# start of MATERIAL SHOWN

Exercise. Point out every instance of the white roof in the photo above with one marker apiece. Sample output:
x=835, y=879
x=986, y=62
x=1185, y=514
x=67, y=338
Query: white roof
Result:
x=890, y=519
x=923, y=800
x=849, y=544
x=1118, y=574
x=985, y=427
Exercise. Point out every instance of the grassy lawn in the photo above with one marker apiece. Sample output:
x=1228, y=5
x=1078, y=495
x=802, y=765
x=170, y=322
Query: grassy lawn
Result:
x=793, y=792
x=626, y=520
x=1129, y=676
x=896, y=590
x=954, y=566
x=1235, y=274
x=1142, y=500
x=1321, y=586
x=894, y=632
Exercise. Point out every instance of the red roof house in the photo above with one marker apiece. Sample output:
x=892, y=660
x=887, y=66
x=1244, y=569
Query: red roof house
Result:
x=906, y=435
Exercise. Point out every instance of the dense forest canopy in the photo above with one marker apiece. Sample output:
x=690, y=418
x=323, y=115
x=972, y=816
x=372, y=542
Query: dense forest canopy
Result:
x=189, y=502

# end of MATERIAL SHOWN

* **REQUIREMENT**
Output the complete data exactly as written.

* **CORRECT RESULT**
Exercise. Point out every instance of the white roof in the photo above with one marker apiece. Sample output:
x=835, y=879
x=986, y=62
x=1185, y=514
x=67, y=338
Query: white roof
Result:
x=890, y=519
x=923, y=800
x=849, y=544
x=1118, y=574
x=985, y=427
Exercise. Point out every instance of the grassy lawn in the photo above with one marker apiece. Sample output:
x=1228, y=5
x=1078, y=495
x=802, y=765
x=170, y=322
Query: grassy lawn
Result:
x=793, y=792
x=626, y=520
x=1129, y=676
x=896, y=590
x=954, y=566
x=1235, y=274
x=1142, y=500
x=1321, y=586
x=894, y=632
Exercise. Point out every instance of the red roof house in the photo above with one marker apiece. Sample output:
x=892, y=660
x=887, y=66
x=1244, y=569
Query: red roof house
Result:
x=906, y=435
Exercise. Point out every instance of the dense forest canopy in the photo above with one marker apiece. Sample output:
x=690, y=418
x=323, y=115
x=972, y=816
x=372, y=542
Query: dense forest canopy
Result:
x=189, y=502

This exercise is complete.